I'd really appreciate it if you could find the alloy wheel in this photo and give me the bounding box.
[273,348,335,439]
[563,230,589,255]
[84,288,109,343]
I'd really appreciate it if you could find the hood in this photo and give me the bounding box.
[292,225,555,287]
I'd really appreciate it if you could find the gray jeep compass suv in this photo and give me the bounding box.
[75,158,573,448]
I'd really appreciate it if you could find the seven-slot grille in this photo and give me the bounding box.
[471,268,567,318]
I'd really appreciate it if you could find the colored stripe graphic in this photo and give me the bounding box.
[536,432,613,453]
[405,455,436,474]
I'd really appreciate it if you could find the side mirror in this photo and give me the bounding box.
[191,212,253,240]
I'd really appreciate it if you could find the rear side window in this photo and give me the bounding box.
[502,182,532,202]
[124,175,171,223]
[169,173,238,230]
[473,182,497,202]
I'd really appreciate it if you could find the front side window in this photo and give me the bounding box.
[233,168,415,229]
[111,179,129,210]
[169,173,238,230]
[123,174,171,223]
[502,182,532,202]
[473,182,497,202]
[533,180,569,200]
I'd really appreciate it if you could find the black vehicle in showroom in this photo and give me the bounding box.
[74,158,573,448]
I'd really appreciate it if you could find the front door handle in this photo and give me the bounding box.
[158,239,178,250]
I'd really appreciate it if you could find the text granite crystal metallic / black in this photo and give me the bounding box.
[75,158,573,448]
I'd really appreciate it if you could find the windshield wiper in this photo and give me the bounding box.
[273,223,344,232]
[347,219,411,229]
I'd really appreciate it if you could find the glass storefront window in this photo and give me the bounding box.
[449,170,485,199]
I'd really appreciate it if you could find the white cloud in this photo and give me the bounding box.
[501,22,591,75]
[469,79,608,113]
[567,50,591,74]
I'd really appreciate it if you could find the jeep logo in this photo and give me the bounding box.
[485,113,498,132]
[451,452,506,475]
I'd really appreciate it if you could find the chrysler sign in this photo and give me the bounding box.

************

▸ YOUR GOAL: Could you reproduce the listing from the line containing "I'd really appreciate it if you could find the jeep" to its last line, requests included, with every bounding-box coordinate moved by -14?

▸ WRITTEN ANSWER:
I'd really appreciate it if you could find the jeep logo in this photo and give me the bounding box.
[471,99,484,118]
[437,438,492,461]
I'd really appreciate it if you could find the chrysler sign in this photo and give me the bounding box.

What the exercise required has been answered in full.